What to work on.
Without the pictures, return each record as it appears.

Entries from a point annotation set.
......

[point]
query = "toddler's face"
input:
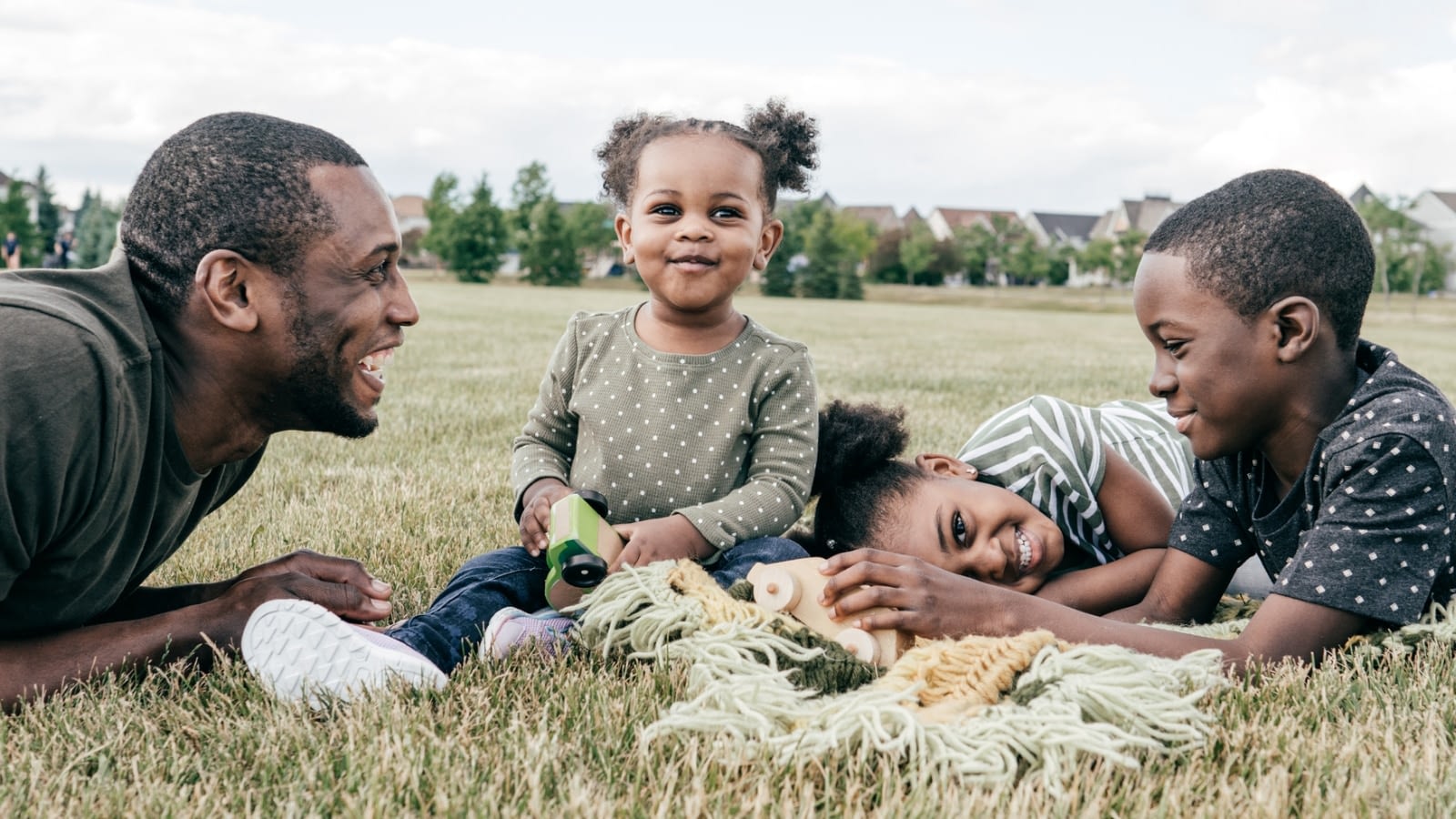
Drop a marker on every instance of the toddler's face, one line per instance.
(696, 223)
(976, 530)
(1216, 369)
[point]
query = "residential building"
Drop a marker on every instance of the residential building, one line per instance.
(1436, 210)
(944, 222)
(1135, 215)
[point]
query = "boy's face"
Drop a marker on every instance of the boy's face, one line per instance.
(1218, 370)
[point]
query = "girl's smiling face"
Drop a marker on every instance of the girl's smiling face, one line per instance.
(696, 225)
(982, 531)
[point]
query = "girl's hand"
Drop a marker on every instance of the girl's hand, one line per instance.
(536, 513)
(660, 538)
(926, 599)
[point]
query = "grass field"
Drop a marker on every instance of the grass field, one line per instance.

......

Exercise answer.
[point]
query = "toddler's face"
input:
Drop a marker on every instance of the toddler's face, one line per instance.
(696, 223)
(976, 530)
(1216, 369)
[point]
query = "residential building"
Drop a marker on every instance of the residential building, one line per instance.
(1436, 210)
(944, 222)
(1135, 215)
[point]
query = "boy's face"
Drop a marker on every instance of the boy's face, one line per instance.
(1218, 370)
[point]
query = "girl's smiling face"
Drop a marker on every instance of the girl's smiling face, one line per instance.
(696, 225)
(982, 531)
[point]
query = "girl's hand"
Drop a marker on every instance of the girl's hand, one line per instance.
(536, 513)
(660, 538)
(926, 599)
[point]
query = "grass field"
Drop a marker on every instance of the grass field, one line per instance.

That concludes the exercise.